Problem — Convert the listing below into a Markdown table with two columns, No. and Text, putting each non-blank line in its own numbered row. Leave the pictures out of the table.
--- Exercise inputs ---
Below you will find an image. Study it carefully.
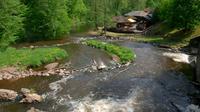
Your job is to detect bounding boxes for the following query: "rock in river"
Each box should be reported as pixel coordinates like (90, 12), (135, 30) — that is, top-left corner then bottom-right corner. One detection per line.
(0, 89), (18, 101)
(26, 107), (44, 112)
(20, 88), (43, 103)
---
Exercise solution —
| No. | Text |
|---|---|
| 1 | Below you will find an image. Study it carefully. |
| 2 | Your job is to detect bounding boxes for the following query: "rock in river" |
| 3 | Each box should be reported as pixel coordinates like (90, 12), (135, 30) — that is, top-left corner then bottom-right corner. One detection per line. |
| 4 | (0, 89), (18, 101) |
| 5 | (26, 107), (44, 112) |
| 6 | (20, 88), (43, 103) |